EXERCISE DIRECTIONS
Since only part of the records is wanted, repeat exactly the lines from the one containing "Query: wooden pew" through the last line, both included.
--- MATERIAL SHOWN Enclosed Below ---
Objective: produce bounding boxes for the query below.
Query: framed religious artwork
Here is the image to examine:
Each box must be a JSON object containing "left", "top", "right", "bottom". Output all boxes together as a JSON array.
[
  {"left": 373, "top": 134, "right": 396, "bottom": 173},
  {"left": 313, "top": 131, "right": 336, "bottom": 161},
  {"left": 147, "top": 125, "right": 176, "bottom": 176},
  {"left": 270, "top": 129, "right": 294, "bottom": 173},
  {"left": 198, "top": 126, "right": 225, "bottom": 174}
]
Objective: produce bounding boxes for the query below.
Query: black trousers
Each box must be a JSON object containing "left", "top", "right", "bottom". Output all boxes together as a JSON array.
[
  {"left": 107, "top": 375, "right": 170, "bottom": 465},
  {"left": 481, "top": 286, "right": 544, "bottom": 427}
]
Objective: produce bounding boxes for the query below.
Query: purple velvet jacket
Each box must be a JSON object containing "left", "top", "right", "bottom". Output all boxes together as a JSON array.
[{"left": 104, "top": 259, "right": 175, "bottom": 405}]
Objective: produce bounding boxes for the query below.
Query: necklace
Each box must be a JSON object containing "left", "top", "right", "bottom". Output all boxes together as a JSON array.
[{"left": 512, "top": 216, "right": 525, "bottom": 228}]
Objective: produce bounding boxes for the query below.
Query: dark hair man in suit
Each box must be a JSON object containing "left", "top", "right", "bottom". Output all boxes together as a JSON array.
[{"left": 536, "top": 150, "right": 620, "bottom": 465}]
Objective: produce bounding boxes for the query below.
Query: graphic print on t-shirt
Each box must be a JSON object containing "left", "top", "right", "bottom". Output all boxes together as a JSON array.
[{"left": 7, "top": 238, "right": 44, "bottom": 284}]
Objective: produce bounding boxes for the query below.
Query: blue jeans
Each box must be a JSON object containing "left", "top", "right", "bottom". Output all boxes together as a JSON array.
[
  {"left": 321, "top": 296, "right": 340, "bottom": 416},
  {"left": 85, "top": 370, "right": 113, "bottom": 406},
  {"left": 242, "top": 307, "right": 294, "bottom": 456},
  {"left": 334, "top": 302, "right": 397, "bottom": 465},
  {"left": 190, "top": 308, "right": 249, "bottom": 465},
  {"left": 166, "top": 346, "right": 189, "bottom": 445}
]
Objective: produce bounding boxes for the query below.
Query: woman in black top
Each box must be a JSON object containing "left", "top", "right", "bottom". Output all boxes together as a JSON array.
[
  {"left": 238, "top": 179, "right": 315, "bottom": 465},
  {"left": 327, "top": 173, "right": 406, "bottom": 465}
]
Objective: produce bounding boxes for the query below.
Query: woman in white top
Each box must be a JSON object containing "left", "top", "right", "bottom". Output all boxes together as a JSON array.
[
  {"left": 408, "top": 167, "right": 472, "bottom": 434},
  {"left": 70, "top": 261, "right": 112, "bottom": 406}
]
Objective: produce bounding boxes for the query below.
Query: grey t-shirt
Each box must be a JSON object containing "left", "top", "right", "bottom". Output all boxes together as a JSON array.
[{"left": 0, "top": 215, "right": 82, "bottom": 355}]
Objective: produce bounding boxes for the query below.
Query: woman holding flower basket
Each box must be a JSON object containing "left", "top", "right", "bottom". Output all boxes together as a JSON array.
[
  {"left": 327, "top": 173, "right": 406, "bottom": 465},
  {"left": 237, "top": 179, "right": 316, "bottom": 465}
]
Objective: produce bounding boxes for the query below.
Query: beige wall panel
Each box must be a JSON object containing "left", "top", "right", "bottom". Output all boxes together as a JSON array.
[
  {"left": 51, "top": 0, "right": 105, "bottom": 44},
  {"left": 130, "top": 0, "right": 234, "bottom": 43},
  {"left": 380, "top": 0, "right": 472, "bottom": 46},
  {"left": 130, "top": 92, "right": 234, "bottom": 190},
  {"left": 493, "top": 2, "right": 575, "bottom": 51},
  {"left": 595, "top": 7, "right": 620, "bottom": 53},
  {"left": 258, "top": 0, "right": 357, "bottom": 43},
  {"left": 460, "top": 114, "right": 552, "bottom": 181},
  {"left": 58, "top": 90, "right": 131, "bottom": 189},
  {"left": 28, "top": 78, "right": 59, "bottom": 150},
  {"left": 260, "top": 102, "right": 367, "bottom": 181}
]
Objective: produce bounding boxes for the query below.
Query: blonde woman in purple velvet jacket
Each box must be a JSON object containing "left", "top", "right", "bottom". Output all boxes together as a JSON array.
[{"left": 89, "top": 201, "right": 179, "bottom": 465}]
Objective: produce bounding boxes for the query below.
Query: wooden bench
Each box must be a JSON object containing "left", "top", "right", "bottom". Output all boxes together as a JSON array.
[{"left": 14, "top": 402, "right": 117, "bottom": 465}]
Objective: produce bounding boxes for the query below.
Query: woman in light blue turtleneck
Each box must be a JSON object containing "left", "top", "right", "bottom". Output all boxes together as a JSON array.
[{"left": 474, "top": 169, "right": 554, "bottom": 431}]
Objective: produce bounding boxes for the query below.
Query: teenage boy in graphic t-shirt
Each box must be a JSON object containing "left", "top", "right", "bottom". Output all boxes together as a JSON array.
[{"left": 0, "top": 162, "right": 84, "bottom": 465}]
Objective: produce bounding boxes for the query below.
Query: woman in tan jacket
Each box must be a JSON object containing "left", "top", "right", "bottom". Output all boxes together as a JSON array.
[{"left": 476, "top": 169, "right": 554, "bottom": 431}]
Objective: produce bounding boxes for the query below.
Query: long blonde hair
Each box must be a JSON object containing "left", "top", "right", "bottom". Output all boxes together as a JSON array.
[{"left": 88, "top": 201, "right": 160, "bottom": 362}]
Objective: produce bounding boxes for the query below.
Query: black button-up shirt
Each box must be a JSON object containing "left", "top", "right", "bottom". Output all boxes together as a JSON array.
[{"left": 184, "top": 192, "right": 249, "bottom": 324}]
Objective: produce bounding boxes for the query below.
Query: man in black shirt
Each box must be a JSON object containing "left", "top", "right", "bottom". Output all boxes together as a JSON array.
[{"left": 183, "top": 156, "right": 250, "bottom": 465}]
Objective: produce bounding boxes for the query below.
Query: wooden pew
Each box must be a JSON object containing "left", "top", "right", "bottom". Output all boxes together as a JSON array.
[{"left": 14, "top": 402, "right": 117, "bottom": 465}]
--- End of Enclosed MATERIAL SHOWN ---
COMPLETED TASK
Query: wooden pew
Each box must be a JSON object containing "left", "top", "right", "bottom". Output all boxes together as a JSON array.
[{"left": 14, "top": 402, "right": 117, "bottom": 465}]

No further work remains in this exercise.